**** Data under study ****

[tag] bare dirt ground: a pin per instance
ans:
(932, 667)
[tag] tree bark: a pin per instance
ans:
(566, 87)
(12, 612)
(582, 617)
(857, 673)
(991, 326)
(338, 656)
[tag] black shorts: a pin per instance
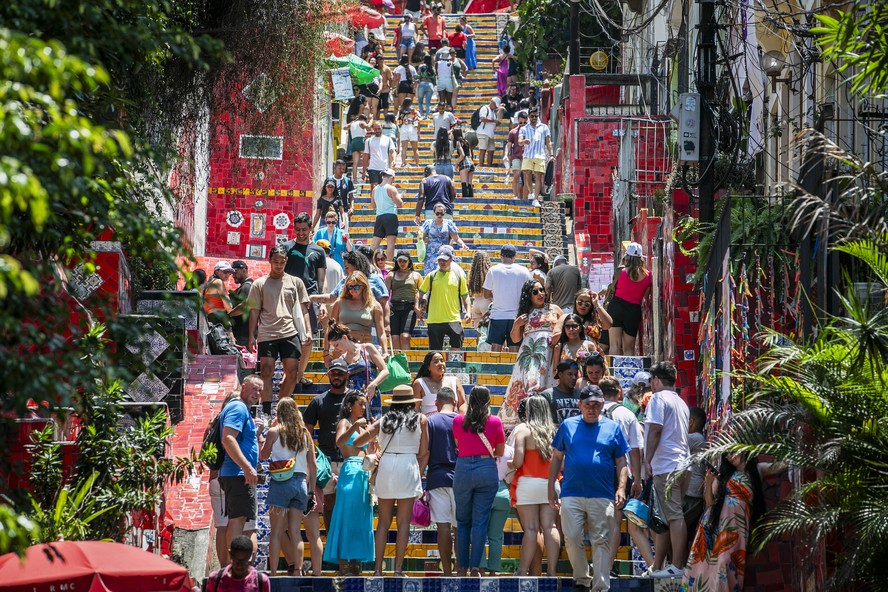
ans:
(240, 498)
(403, 317)
(437, 331)
(385, 225)
(626, 316)
(374, 176)
(286, 347)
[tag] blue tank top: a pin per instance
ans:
(384, 203)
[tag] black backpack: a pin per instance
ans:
(475, 123)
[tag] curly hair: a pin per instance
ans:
(480, 267)
(525, 302)
(400, 414)
(478, 410)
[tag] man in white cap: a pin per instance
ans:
(488, 114)
(447, 303)
(386, 199)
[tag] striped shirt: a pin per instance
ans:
(537, 136)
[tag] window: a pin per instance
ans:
(268, 147)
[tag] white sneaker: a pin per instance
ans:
(670, 571)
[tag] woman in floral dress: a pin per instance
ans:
(533, 327)
(718, 555)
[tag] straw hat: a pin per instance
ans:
(403, 394)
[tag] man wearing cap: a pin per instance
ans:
(273, 330)
(240, 315)
(537, 141)
(564, 397)
(502, 286)
(513, 155)
(447, 303)
(386, 199)
(563, 282)
(592, 450)
(323, 412)
(489, 115)
(379, 154)
(434, 189)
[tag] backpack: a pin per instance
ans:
(475, 123)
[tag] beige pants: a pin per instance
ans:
(579, 514)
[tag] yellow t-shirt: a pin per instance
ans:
(275, 299)
(449, 289)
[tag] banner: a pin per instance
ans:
(342, 86)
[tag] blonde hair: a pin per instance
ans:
(291, 427)
(357, 277)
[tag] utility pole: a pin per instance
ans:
(573, 55)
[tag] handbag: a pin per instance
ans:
(657, 519)
(282, 470)
(422, 511)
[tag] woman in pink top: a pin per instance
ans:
(633, 286)
(480, 439)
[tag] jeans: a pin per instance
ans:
(475, 483)
(598, 514)
(424, 93)
(499, 513)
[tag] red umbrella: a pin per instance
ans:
(91, 566)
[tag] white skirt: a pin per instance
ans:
(398, 477)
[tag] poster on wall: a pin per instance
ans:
(342, 85)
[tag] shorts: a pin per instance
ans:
(402, 318)
(409, 133)
(437, 332)
(292, 493)
(625, 315)
(385, 225)
(217, 503)
(285, 348)
(537, 165)
(374, 176)
(239, 498)
(672, 501)
(442, 505)
(445, 85)
(532, 491)
(499, 332)
(485, 143)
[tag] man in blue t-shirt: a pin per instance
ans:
(241, 441)
(592, 448)
(439, 481)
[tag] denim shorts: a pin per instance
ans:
(292, 493)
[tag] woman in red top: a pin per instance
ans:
(633, 286)
(529, 491)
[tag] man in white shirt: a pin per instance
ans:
(379, 153)
(537, 142)
(488, 114)
(503, 286)
(666, 453)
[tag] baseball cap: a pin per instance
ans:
(591, 393)
(338, 364)
(642, 378)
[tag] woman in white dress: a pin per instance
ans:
(403, 455)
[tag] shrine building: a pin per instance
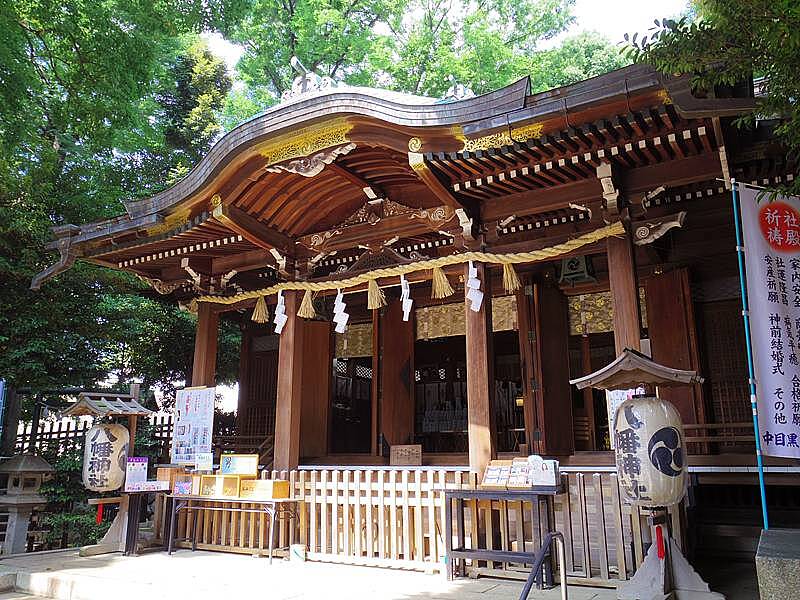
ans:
(595, 217)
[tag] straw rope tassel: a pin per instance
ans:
(441, 287)
(260, 313)
(511, 281)
(375, 295)
(307, 307)
(532, 256)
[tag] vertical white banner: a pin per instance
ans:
(772, 259)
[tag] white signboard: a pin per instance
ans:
(194, 422)
(135, 472)
(772, 257)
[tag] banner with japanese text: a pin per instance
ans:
(772, 257)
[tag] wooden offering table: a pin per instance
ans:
(456, 556)
(274, 508)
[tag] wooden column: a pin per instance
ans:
(527, 356)
(673, 338)
(375, 388)
(290, 378)
(588, 393)
(552, 391)
(316, 393)
(204, 366)
(480, 376)
(397, 376)
(624, 293)
(243, 401)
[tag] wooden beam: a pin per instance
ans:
(480, 377)
(290, 378)
(524, 297)
(204, 365)
(251, 229)
(375, 387)
(428, 177)
(624, 287)
(358, 181)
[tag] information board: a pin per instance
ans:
(772, 254)
(194, 422)
(135, 472)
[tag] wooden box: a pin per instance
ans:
(263, 489)
(220, 486)
(186, 485)
(410, 456)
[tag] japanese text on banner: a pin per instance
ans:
(772, 258)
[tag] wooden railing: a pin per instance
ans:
(394, 517)
(70, 432)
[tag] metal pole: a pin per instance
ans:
(748, 343)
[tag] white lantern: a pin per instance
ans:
(650, 452)
(105, 454)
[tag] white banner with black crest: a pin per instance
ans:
(771, 230)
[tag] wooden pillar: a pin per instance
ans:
(673, 338)
(243, 402)
(624, 293)
(205, 346)
(527, 356)
(480, 376)
(375, 388)
(552, 392)
(397, 376)
(290, 378)
(316, 392)
(588, 393)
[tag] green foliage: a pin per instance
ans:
(99, 102)
(70, 521)
(103, 102)
(725, 43)
(415, 46)
(577, 58)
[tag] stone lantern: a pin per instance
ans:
(25, 473)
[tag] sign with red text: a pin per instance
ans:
(772, 258)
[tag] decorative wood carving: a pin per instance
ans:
(373, 212)
(309, 166)
(506, 137)
(647, 233)
(306, 141)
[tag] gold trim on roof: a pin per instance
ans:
(504, 138)
(306, 141)
(532, 256)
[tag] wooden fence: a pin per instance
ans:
(70, 432)
(394, 517)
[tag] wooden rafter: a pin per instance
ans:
(252, 229)
(364, 185)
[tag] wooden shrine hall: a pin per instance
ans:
(594, 217)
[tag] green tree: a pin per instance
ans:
(722, 43)
(578, 57)
(79, 118)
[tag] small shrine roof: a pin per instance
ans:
(632, 369)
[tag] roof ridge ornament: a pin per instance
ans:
(306, 82)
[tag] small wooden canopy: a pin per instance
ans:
(632, 369)
(106, 405)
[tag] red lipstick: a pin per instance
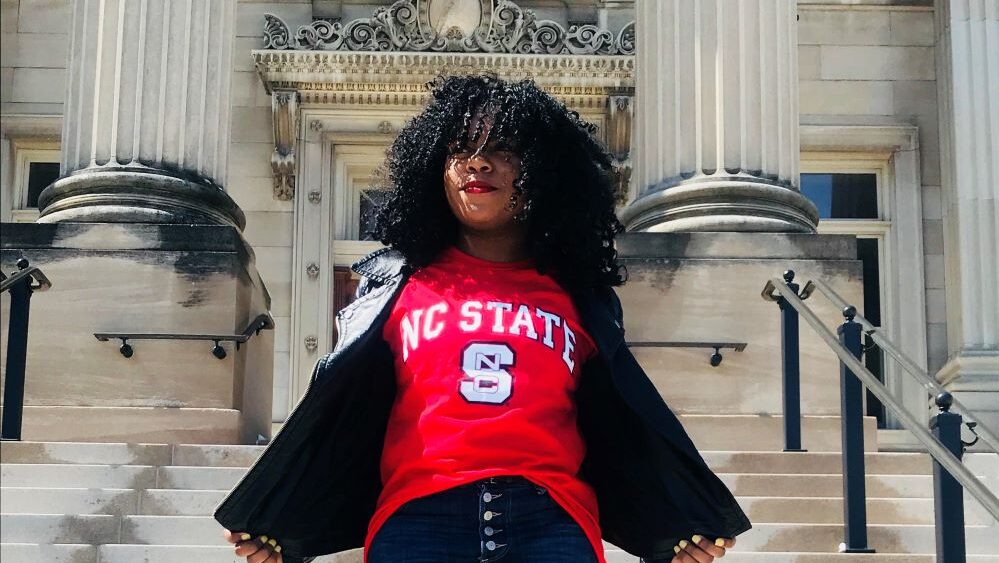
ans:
(478, 187)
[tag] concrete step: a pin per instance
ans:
(119, 476)
(156, 502)
(47, 553)
(89, 476)
(202, 530)
(129, 454)
(34, 500)
(919, 539)
(617, 556)
(131, 553)
(60, 528)
(795, 510)
(875, 463)
(224, 478)
(804, 486)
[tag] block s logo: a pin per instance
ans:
(486, 379)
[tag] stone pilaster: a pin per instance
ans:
(968, 80)
(716, 136)
(146, 128)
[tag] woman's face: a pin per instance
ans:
(478, 182)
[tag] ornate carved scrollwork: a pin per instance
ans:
(620, 115)
(311, 343)
(284, 108)
(504, 27)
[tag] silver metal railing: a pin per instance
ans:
(924, 379)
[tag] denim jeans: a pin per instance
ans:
(503, 519)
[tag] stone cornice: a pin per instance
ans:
(407, 25)
(399, 78)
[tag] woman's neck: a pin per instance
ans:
(495, 247)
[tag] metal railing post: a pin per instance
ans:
(17, 348)
(852, 417)
(948, 496)
(790, 369)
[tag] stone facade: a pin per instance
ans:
(865, 63)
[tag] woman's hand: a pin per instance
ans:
(259, 550)
(701, 550)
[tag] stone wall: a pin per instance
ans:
(34, 47)
(873, 65)
(269, 221)
(858, 63)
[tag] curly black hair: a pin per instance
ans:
(565, 178)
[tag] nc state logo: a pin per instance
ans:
(486, 379)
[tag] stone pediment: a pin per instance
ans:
(484, 26)
(385, 61)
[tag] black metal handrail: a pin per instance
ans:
(20, 286)
(715, 359)
(944, 444)
(264, 321)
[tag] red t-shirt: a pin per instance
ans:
(486, 353)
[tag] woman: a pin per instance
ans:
(480, 404)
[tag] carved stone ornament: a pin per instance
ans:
(409, 25)
(311, 343)
(620, 115)
(284, 108)
(313, 270)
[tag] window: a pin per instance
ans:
(370, 201)
(36, 166)
(850, 201)
(843, 195)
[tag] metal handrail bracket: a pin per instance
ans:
(907, 364)
(263, 321)
(775, 289)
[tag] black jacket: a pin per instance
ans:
(315, 486)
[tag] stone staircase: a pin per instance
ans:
(132, 503)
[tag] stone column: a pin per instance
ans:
(968, 85)
(146, 126)
(716, 137)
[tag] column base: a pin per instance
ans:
(731, 203)
(137, 194)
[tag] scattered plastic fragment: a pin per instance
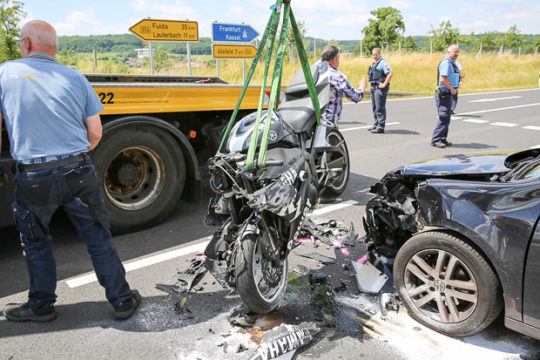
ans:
(191, 275)
(326, 260)
(368, 278)
(283, 341)
(389, 302)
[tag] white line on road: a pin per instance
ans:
(431, 96)
(476, 121)
(503, 124)
(499, 109)
(495, 99)
(367, 127)
(195, 246)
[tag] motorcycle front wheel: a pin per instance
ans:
(260, 282)
(338, 164)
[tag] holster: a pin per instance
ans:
(442, 94)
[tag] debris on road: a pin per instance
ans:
(389, 301)
(283, 341)
(329, 232)
(326, 260)
(368, 278)
(192, 274)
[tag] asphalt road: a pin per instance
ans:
(84, 329)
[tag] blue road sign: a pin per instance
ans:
(233, 33)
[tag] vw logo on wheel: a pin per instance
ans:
(272, 135)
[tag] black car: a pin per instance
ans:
(464, 236)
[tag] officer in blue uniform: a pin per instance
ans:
(52, 119)
(380, 74)
(448, 82)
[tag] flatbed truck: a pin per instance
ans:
(156, 132)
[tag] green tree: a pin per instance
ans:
(512, 38)
(409, 44)
(386, 27)
(67, 56)
(490, 41)
(11, 13)
(444, 36)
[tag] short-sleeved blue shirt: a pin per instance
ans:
(383, 66)
(45, 105)
(446, 69)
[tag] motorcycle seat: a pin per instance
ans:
(298, 114)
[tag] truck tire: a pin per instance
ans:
(143, 172)
(446, 284)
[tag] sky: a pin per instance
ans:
(325, 19)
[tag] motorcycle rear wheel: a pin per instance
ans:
(258, 292)
(337, 184)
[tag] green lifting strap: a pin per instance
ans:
(269, 36)
(276, 81)
(272, 23)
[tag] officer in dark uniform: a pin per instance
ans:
(380, 74)
(448, 82)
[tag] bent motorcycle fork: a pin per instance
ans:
(321, 149)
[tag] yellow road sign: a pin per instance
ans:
(220, 51)
(166, 30)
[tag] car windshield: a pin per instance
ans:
(526, 169)
(533, 172)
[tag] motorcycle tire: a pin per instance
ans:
(258, 296)
(337, 185)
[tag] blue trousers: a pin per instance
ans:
(74, 184)
(444, 109)
(378, 105)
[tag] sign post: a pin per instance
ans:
(232, 41)
(166, 30)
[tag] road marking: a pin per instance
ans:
(195, 246)
(503, 124)
(495, 99)
(499, 109)
(334, 207)
(431, 96)
(476, 121)
(367, 127)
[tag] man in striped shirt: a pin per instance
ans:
(339, 85)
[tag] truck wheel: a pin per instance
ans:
(446, 284)
(143, 174)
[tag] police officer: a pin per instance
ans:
(380, 74)
(52, 120)
(448, 82)
(461, 76)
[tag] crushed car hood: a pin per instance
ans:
(454, 165)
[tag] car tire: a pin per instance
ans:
(446, 284)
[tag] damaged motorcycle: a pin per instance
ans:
(264, 209)
(260, 205)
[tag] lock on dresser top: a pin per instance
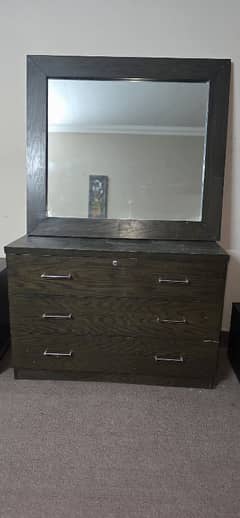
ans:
(145, 310)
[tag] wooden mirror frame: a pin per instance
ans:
(42, 68)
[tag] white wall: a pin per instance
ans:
(149, 176)
(186, 28)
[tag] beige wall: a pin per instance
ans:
(150, 176)
(109, 27)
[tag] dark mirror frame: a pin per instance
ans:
(42, 68)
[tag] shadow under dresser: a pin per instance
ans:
(119, 310)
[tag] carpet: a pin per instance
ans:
(106, 450)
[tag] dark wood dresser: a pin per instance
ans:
(123, 310)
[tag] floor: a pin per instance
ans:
(102, 450)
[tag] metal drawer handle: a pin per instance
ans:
(68, 276)
(169, 321)
(173, 281)
(58, 355)
(158, 358)
(47, 315)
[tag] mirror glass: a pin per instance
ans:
(126, 149)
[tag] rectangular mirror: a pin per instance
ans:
(126, 149)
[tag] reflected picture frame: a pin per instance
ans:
(42, 68)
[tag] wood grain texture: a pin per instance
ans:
(83, 246)
(116, 327)
(134, 275)
(40, 68)
(122, 316)
(117, 355)
(207, 382)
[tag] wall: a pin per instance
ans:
(189, 28)
(150, 176)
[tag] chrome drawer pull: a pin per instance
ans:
(47, 315)
(68, 276)
(173, 281)
(169, 321)
(58, 355)
(158, 358)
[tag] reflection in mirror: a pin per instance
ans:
(126, 149)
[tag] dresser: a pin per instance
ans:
(145, 311)
(119, 276)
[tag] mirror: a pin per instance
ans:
(123, 149)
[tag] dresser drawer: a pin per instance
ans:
(117, 354)
(129, 276)
(53, 315)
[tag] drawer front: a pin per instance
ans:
(115, 355)
(170, 320)
(178, 277)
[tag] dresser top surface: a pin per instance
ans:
(70, 246)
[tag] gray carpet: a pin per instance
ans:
(96, 450)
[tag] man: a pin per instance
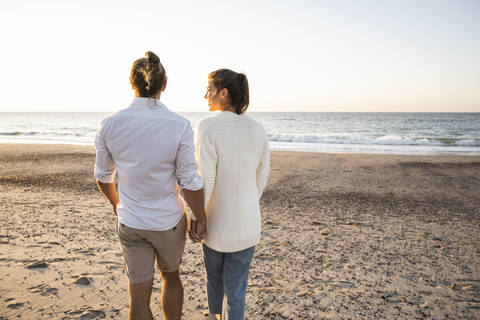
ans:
(152, 149)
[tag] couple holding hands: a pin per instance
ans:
(222, 171)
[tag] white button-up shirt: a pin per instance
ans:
(152, 149)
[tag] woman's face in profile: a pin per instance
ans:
(213, 97)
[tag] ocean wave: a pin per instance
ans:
(18, 133)
(383, 140)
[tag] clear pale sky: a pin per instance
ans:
(419, 55)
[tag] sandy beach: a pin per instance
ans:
(345, 236)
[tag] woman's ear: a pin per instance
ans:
(165, 85)
(224, 93)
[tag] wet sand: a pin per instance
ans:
(344, 236)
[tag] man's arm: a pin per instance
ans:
(109, 190)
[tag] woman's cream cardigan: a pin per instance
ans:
(234, 160)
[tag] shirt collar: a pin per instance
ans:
(147, 102)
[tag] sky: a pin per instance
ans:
(325, 56)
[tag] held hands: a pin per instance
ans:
(198, 230)
(114, 206)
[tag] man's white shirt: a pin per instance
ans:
(152, 150)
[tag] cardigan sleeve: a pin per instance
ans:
(263, 169)
(206, 155)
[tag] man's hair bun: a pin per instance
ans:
(152, 58)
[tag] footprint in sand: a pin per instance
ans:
(87, 312)
(43, 289)
(83, 281)
(15, 305)
(37, 265)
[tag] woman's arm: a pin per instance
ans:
(263, 169)
(206, 155)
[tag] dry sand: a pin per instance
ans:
(344, 236)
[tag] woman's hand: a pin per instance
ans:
(197, 230)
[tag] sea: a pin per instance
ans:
(372, 133)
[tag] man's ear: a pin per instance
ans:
(165, 85)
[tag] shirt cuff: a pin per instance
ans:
(194, 183)
(104, 176)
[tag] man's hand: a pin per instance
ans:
(197, 230)
(109, 190)
(114, 206)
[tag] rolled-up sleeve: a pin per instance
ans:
(104, 166)
(187, 170)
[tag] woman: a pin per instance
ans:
(233, 157)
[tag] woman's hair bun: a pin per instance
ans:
(152, 57)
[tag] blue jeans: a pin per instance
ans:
(227, 274)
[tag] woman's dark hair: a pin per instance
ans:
(148, 75)
(237, 86)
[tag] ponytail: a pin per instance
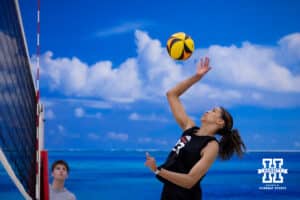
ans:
(231, 143)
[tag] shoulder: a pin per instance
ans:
(212, 148)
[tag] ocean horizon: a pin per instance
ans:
(121, 174)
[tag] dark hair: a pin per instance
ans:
(231, 141)
(60, 162)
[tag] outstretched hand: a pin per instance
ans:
(150, 162)
(203, 66)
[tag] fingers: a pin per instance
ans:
(206, 62)
(147, 155)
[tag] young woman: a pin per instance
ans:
(60, 170)
(197, 148)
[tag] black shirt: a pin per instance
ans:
(184, 155)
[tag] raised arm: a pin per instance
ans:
(173, 95)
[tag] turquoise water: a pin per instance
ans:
(122, 175)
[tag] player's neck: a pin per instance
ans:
(206, 130)
(58, 184)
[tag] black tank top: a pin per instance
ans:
(184, 155)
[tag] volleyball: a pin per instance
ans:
(180, 46)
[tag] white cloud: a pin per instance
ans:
(137, 117)
(248, 74)
(117, 136)
(75, 78)
(121, 28)
(79, 112)
(93, 136)
(49, 114)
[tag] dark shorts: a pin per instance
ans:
(174, 192)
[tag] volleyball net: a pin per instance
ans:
(21, 113)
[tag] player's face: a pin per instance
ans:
(60, 172)
(212, 116)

****

### The problem
Once you have located every line with the word "tank" in the material above, list those lines.

### Solution to this problem
[tag] blue tank top: a pin per instance
[tag] black tank top: a pin per instance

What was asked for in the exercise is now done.